## WHAT NEEDS TO BE DONE
Read the data and repeat all of it exactly.
■ ■ ■ ■ ■ ■ ■
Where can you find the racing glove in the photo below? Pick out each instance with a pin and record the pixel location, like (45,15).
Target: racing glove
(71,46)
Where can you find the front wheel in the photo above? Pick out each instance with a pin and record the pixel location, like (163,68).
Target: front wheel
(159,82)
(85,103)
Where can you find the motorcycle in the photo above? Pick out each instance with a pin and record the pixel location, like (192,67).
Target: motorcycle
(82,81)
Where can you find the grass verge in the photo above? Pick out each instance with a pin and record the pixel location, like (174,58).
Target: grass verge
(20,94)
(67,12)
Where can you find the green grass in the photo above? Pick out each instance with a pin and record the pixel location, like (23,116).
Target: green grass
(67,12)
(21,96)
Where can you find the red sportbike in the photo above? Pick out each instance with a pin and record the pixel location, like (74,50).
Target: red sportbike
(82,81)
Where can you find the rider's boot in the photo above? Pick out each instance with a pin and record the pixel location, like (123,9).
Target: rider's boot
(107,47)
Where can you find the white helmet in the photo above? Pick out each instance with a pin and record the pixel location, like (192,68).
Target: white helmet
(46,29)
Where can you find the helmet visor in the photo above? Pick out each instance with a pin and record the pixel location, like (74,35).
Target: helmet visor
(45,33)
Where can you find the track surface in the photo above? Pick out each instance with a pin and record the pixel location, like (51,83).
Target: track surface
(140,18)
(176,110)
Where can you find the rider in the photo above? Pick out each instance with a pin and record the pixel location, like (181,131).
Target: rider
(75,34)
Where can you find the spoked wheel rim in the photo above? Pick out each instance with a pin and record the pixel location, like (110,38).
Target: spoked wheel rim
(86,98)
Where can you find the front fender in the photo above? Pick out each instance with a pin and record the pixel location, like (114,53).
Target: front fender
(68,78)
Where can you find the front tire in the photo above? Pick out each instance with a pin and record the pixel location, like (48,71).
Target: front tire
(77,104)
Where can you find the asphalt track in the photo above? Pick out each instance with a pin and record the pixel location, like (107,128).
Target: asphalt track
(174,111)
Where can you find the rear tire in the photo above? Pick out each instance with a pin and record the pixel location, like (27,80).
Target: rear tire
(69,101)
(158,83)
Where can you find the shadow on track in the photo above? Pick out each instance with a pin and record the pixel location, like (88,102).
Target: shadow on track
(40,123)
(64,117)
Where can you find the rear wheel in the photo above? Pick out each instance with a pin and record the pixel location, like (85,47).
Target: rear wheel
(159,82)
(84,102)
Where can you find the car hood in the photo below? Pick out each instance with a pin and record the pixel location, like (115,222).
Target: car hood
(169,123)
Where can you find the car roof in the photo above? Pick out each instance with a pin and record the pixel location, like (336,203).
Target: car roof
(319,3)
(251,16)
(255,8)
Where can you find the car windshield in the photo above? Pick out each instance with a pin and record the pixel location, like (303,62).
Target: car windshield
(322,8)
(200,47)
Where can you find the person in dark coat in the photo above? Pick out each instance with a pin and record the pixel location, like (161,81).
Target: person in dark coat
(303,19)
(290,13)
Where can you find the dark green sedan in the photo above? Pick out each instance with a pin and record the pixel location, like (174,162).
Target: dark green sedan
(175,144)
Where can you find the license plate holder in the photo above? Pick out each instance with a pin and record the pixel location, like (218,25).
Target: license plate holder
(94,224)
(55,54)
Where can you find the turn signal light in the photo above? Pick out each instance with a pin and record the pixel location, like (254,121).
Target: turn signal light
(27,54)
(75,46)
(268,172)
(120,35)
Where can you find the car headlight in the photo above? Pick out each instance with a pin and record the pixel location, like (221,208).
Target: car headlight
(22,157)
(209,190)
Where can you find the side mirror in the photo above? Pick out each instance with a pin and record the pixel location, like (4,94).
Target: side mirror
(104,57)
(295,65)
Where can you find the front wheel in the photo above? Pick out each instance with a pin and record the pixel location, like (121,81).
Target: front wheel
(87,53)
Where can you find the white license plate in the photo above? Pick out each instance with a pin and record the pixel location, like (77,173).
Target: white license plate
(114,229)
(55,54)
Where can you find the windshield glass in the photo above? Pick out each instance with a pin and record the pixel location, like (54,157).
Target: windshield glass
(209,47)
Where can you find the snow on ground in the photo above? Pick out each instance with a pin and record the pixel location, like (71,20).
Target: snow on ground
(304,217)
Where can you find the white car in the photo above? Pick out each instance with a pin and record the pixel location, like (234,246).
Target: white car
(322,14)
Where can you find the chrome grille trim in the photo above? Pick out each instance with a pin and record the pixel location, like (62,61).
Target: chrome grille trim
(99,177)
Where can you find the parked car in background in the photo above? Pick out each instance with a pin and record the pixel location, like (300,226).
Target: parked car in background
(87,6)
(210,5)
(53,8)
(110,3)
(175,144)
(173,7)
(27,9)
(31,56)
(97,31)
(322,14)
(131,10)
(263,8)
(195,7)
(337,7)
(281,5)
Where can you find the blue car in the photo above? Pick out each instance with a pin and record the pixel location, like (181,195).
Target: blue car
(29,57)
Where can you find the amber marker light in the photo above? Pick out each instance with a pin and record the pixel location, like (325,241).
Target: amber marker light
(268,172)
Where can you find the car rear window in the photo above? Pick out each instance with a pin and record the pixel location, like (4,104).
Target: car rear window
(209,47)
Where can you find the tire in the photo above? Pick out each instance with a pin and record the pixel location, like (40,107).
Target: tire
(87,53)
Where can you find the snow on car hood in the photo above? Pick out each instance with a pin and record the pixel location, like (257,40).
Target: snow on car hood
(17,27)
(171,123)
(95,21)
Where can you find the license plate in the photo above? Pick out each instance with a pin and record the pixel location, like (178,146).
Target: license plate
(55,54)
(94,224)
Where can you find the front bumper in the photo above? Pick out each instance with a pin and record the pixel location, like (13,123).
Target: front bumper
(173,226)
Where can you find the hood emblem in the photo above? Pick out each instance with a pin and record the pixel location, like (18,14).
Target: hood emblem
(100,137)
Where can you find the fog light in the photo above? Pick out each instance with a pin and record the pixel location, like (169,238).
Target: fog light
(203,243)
■ ■ ■ ■ ■ ■ ■
## FINISHED ANSWER
Where can you find the racing glove in the photo below? Pick out each instance with a pin and record the pixel location, like (45,15).
Target: racing glove
(71,46)
Where can you find the front wheel in the photo above? Pick out each instance with a pin and record the pixel location, like (163,68).
Target: front wheel
(159,82)
(85,103)
Where can you find the motorcycle in the photo above? Pick out each instance with a pin and record the pixel location, like (192,67).
Target: motorcycle
(82,81)
Where can you find the grass verge in the photo above? Pick out each instance with a pin and record the pixel location, like (174,58).
Target: grass verge
(20,94)
(67,12)
Where can you find the green grass in the photo above? Pick out each instance with a pin and record the pixel location, like (23,116).
Target: green grass
(67,12)
(21,96)
Where can you find the red sportbike in the photo above? Pick out each instance with a pin and record the pixel location, like (74,50).
Target: red sportbike
(82,81)
Where can you find the rider's boot in the photo above? Pick out each instance with a pin and record the pixel location, like (123,9).
Target: rider's boot
(107,47)
Where can you find the white helmet in the photo above? Pick out each instance with a pin and record the pixel location, like (192,68).
Target: white helmet
(46,29)
Where can you find the helmet visor in the photo above? Pick out each instance with a pin and record the pixel location, like (74,35).
Target: helmet visor
(45,33)
Where can you find the track surface in the photo above? Pick out each instance with a pin and record the pixel location, like (51,83).
Target: track surface
(140,18)
(176,110)
Where can you find the rider in the photo above? Pick out each instance with a pin and record the pixel location, like (181,131).
Target: rider
(75,34)
Where can you find the spoked wheel rim in the photo above? Pick out each instance with a pin and record the pixel location, like (110,38).
Target: spoked wheel rim
(86,98)
Where can you find the front fender in the photo above? Pick out each instance with a pin and record the pixel location, like (114,53).
Target: front fender
(68,78)
Where can you find the front tire in the photo above? Pick out each instance with a pin and record the pixel location, like (48,71).
Target: front tire
(77,104)
Where can you find the asphalt track in the photo above? Pick out each instance with a pin and record the pixel location, like (107,128).
Target: asphalt track
(174,111)
Where can you find the rear tire in the photo above? Pick out each instance with a pin and record the pixel location, like (27,80).
Target: rear tire
(69,101)
(158,83)
Where can you find the shadow on track in the photo above? Pick out each instance with a pin and record the pixel location, like (88,102).
Target: shadow on track
(40,123)
(64,117)
Where can you find the rear wheel in the photo above? Pick out each instance with a pin and record the pixel location, like (85,47).
Target: rear wheel
(159,82)
(84,102)
Where can you find the car hood in the photo below? Pick out each instance with a pin and record the pixel location, like (115,222).
Target: car hood
(169,123)
Where can you find the car roof in the photo above? Pick out each instance with a pin and record the pixel location, like (336,203).
Target: car roof
(319,3)
(251,16)
(255,8)
Where can you find the car windshield in the photo above? Pick out each instance with a pin and record the pixel location, like (303,62).
Target: car windshield
(322,8)
(200,47)
Where can you find the person in dark coat in the photo above? Pick out each instance with a pin and record the pixel location, like (161,81).
Target: person in dark coat
(303,19)
(290,13)
Where can you find the dark green sedan in the photo above? Pick out each instance with a pin and record the pixel location, like (174,162).
Target: dark green sedan
(175,144)
Where can you find the license plate holder in the photo above? Pick out each instance with a pin and record the pixel location, like (218,25).
Target: license plate holder
(94,224)
(55,54)
Where can you find the turn signal light in the photo above? Pick out each instance with a pin and record the pixel location, like (254,121).
Target: turn signal light
(27,54)
(75,46)
(268,172)
(120,35)
Where can you find the car headlight in the photo above? Pick out each instance with a pin and record the pixel location, like (221,208).
Target: car headlight
(22,157)
(209,190)
Where can you find the side mirror in the photo above? Pick out each instance with a pin and record the pixel location, like (4,94).
Target: side mirror
(104,57)
(295,65)
Where can you find the front wheel in the photo above? Pick out each instance with a pin and record the pixel location, like (121,81).
Target: front wheel
(87,53)
Where can you find the white license plate in the photo above? Pick out each instance with a pin and record the pixel location, like (77,173).
Target: white license plate
(114,229)
(55,54)
Where can you find the windshield glass in the photo above? Pick out each instance with a pin and record the pixel location, like (54,157).
Target: windshield glass
(209,47)
Where can you find the snow on ground in the photo above? Pick out each instance with a pin and record the pixel location, like (71,20).
Target: snow on ground
(304,217)
Where can you find the white car in the photo above? Pick out each instance with a pin and record the pixel location, like (234,246).
Target: white car
(322,14)
Where can you find the chrome grille trim in the photo above? Pick out each instance with a pin and record the pixel location, like (62,61).
Target: chrome grille trim
(99,177)
Where can you find the parked car in background in the photo above? Pick out each instance with a pin and record the pixel location, like (300,226).
Target: parked car in background
(87,6)
(210,5)
(53,8)
(110,3)
(175,144)
(173,7)
(27,9)
(31,56)
(97,31)
(322,14)
(131,10)
(263,8)
(195,7)
(337,7)
(281,5)
Where can you find the blue car in the photo above? Pick out each instance with a pin and record the pixel location, like (181,195).
Target: blue car
(29,57)
Where can you find the amber marker light in the photo above? Pick out each instance with a pin and record the pixel location, like (325,241).
Target: amber marker light
(268,172)
Where can you find the car rear window in the photo above? Pick out each instance with a pin and record the pixel location, like (4,104).
Target: car rear window
(209,47)
Where can you find the tire in the photo above? Pick out each instance with a pin and record the pixel location, like (40,107).
Target: tire
(87,53)
Where can you find the snow on car hood in the photo above? Pick out each instance with a pin and record the pixel location, like (257,40).
Target: snow on car hood
(17,27)
(171,123)
(95,21)
Where can you find the license plate in the photo above? Pick out each instance with a pin and record the pixel location, like (178,146).
Target: license plate
(55,54)
(94,224)
Where can you find the front bumper in the photo above? Pick out each instance with a pin and record the pixel location, like (13,123).
Target: front bumper
(173,226)
Where can you find the hood emblem in the photo above? Pick out each instance with a pin and record the pixel location, like (18,14).
Target: hood emblem
(100,137)
Where can you find the fog light in the photo above? Pick out each instance with a pin and record the pixel location, like (169,238).
Target: fog light
(203,243)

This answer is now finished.